### Material for the task
****

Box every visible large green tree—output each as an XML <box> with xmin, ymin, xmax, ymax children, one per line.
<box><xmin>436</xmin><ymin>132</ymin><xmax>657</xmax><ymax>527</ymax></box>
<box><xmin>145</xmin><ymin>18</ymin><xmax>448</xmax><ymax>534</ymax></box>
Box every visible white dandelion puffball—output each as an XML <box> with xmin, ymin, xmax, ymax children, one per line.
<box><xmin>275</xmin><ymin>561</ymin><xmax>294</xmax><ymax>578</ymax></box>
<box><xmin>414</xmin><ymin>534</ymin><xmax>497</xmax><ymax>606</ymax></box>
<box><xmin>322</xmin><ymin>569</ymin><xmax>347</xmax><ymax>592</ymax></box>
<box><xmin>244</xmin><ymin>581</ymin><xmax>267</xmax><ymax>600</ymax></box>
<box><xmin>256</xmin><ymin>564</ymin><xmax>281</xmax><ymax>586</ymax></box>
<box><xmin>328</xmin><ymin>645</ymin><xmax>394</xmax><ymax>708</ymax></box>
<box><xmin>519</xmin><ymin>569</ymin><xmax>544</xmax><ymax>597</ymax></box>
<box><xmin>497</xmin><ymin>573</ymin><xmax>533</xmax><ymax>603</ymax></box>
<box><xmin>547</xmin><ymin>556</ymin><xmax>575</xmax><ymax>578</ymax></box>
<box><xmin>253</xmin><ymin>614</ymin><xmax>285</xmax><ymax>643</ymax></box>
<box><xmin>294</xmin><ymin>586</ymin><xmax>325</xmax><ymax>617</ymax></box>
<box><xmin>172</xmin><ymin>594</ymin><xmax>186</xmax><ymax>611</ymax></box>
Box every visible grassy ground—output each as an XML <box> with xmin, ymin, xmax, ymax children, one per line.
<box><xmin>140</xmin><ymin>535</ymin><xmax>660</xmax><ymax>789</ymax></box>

****

Revise every item above so that "Box every visible" reads "Mark each visible", and leave all other wording unchanged.

Mark each visible large green tree—output each as an XML <box> with xmin, ymin, xmax, ymax children, one per line.
<box><xmin>436</xmin><ymin>132</ymin><xmax>657</xmax><ymax>527</ymax></box>
<box><xmin>145</xmin><ymin>18</ymin><xmax>448</xmax><ymax>534</ymax></box>
Mark each visible white dandelion puffball—output each as an XML <box> with xmin, ymin, xmax, ymax children, one per line.
<box><xmin>275</xmin><ymin>561</ymin><xmax>294</xmax><ymax>578</ymax></box>
<box><xmin>414</xmin><ymin>534</ymin><xmax>497</xmax><ymax>606</ymax></box>
<box><xmin>322</xmin><ymin>569</ymin><xmax>347</xmax><ymax>592</ymax></box>
<box><xmin>244</xmin><ymin>581</ymin><xmax>267</xmax><ymax>600</ymax></box>
<box><xmin>256</xmin><ymin>564</ymin><xmax>281</xmax><ymax>586</ymax></box>
<box><xmin>328</xmin><ymin>645</ymin><xmax>394</xmax><ymax>708</ymax></box>
<box><xmin>519</xmin><ymin>569</ymin><xmax>544</xmax><ymax>597</ymax></box>
<box><xmin>497</xmin><ymin>573</ymin><xmax>533</xmax><ymax>603</ymax></box>
<box><xmin>547</xmin><ymin>556</ymin><xmax>575</xmax><ymax>578</ymax></box>
<box><xmin>253</xmin><ymin>614</ymin><xmax>285</xmax><ymax>643</ymax></box>
<box><xmin>294</xmin><ymin>586</ymin><xmax>325</xmax><ymax>617</ymax></box>
<box><xmin>172</xmin><ymin>594</ymin><xmax>186</xmax><ymax>611</ymax></box>
Mark each visible grassy ground—output each as an XML <box> with xmin, ymin, xmax, ymax children, one per line.
<box><xmin>140</xmin><ymin>535</ymin><xmax>660</xmax><ymax>789</ymax></box>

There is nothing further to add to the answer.